Set problem
Turn the records from the line with "Where can the green tree" up to and including the line with "x=232, y=29" into a Markdown table with columns named No. and Text. Put each line's row number under No. and the line itself under Text, and leave out any blank lines.

Items
## begin

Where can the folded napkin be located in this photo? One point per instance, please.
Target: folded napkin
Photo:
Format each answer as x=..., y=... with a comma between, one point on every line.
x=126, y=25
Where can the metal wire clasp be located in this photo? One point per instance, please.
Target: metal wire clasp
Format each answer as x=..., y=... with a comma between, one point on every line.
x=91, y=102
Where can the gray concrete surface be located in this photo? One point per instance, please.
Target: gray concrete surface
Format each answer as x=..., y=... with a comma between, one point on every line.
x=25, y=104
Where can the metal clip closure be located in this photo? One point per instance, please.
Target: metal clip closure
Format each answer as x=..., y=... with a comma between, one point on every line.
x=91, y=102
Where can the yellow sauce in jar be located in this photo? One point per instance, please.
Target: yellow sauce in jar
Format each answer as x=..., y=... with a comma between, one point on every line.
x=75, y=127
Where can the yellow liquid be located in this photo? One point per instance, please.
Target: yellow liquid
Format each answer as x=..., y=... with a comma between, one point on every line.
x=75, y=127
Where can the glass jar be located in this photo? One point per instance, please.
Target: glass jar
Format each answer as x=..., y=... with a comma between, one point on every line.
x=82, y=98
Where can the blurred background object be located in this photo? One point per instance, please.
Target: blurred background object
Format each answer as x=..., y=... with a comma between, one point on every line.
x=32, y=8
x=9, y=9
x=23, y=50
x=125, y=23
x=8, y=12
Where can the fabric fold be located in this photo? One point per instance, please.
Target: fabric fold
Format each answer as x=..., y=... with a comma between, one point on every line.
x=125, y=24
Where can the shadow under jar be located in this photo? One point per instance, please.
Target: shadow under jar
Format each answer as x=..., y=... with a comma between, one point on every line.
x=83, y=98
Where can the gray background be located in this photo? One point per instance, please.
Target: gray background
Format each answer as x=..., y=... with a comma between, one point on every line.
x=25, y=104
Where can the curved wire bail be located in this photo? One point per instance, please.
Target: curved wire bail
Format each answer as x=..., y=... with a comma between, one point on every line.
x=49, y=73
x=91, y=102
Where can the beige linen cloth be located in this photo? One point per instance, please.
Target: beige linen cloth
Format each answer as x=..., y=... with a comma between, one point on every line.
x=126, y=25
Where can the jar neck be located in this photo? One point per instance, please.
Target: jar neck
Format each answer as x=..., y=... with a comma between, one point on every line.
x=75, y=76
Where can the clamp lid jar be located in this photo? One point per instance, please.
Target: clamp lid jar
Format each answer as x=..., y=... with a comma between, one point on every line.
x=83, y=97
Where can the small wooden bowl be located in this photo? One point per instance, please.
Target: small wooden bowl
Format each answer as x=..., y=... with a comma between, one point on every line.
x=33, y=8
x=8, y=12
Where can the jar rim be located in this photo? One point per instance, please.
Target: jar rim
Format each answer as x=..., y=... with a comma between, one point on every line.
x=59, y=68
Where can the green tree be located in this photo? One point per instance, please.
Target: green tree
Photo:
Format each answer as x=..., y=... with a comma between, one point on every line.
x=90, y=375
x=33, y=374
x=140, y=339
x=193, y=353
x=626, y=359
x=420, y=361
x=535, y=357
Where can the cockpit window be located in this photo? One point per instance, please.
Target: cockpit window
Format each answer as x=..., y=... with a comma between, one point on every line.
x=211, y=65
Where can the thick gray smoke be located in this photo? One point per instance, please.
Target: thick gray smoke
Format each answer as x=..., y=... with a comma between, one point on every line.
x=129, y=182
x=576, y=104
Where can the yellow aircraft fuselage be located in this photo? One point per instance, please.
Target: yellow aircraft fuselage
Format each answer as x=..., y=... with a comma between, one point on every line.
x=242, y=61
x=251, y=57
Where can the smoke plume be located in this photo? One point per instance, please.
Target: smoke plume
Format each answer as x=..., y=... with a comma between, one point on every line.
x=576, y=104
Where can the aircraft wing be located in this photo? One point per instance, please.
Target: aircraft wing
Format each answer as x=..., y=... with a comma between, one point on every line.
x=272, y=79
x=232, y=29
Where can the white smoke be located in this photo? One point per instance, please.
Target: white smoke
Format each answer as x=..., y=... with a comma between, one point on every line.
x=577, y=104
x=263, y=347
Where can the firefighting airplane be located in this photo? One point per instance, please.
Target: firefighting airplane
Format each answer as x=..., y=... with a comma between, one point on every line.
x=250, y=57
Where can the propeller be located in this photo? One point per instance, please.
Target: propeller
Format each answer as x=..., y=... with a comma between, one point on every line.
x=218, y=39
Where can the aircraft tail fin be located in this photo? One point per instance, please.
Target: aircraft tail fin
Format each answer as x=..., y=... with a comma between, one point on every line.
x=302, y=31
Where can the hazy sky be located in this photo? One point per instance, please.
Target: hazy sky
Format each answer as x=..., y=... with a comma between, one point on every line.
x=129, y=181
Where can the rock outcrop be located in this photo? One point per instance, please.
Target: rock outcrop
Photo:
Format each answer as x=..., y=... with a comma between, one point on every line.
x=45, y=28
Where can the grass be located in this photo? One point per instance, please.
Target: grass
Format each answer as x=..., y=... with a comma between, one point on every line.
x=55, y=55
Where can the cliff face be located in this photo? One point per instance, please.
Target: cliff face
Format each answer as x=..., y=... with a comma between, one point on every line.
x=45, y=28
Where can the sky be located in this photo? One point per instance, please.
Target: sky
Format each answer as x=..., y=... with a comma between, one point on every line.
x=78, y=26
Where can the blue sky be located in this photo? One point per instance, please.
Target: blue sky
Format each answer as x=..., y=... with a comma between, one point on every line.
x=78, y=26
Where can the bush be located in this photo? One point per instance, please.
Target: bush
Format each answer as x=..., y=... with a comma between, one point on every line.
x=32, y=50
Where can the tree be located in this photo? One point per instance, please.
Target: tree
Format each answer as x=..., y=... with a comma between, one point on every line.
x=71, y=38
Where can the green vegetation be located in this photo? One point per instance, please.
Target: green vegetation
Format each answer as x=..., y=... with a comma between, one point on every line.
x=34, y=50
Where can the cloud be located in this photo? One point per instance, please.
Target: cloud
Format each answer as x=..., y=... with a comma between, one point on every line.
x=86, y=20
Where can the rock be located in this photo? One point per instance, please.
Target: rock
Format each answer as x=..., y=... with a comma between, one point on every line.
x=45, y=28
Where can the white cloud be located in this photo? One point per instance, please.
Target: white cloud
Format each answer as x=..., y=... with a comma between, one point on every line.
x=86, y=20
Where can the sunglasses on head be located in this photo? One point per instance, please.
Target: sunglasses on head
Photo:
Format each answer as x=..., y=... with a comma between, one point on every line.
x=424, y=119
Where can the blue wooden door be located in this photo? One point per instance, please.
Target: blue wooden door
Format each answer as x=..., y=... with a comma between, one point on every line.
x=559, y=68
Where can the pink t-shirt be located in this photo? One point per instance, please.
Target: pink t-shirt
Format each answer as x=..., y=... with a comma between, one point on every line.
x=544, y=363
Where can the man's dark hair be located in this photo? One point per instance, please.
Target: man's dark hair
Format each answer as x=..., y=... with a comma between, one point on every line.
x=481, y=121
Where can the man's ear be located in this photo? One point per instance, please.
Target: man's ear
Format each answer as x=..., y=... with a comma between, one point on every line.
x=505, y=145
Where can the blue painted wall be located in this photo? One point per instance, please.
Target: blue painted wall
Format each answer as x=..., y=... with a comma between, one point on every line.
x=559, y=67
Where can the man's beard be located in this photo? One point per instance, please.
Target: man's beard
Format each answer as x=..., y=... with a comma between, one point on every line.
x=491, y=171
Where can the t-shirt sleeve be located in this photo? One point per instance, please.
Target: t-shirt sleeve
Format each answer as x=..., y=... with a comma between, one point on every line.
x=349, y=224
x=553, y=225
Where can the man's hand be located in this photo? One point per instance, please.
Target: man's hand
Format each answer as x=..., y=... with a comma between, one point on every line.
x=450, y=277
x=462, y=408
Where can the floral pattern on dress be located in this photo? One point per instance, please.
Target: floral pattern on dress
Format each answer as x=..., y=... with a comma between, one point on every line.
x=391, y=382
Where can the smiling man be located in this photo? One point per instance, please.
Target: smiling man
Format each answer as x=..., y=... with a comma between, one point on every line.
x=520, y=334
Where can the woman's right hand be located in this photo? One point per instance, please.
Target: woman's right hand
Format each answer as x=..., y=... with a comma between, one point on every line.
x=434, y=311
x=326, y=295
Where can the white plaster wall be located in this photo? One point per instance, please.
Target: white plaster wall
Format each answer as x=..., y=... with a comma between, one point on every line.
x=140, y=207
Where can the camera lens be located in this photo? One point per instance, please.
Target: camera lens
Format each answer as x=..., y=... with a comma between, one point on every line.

## end

Answer to the problem
| No. | Text |
|---|---|
| 1 | Where can the green tree be located in this photo? One point per instance, please. |
| 2 | Target: green tree |
| 3 | Photo: |
| 4 | Format each answer as x=..., y=... with a comma between, one point on every line. |
| 5 | x=90, y=375 |
| 6 | x=33, y=374 |
| 7 | x=140, y=339 |
| 8 | x=193, y=353 |
| 9 | x=626, y=359 |
| 10 | x=420, y=361 |
| 11 | x=535, y=357 |
| 12 | Where can the cockpit window be located in this photo? One point per instance, please. |
| 13 | Target: cockpit window |
| 14 | Format each answer as x=..., y=... with a comma between, one point on every line. |
| 15 | x=211, y=65 |
| 16 | Where can the thick gray smoke be located in this photo? One point per instance, please. |
| 17 | Target: thick gray smoke |
| 18 | Format each answer as x=..., y=... with a comma between, one point on every line. |
| 19 | x=129, y=182 |
| 20 | x=576, y=104 |
| 21 | Where can the yellow aircraft fuselage be located in this photo? One point per instance, please. |
| 22 | Target: yellow aircraft fuselage |
| 23 | Format each answer as x=..., y=... with a comma between, one point on every line. |
| 24 | x=242, y=61 |
| 25 | x=251, y=57 |
| 26 | Where can the smoke plume be located in this photo? One point per instance, please. |
| 27 | Target: smoke plume |
| 28 | Format each answer as x=..., y=... with a comma between, one point on every line. |
| 29 | x=576, y=104 |
| 30 | Where can the aircraft wing be located in this photo? One point per instance, please. |
| 31 | Target: aircraft wing |
| 32 | Format each answer as x=..., y=... with a comma between, one point on every line. |
| 33 | x=272, y=79 |
| 34 | x=232, y=29 |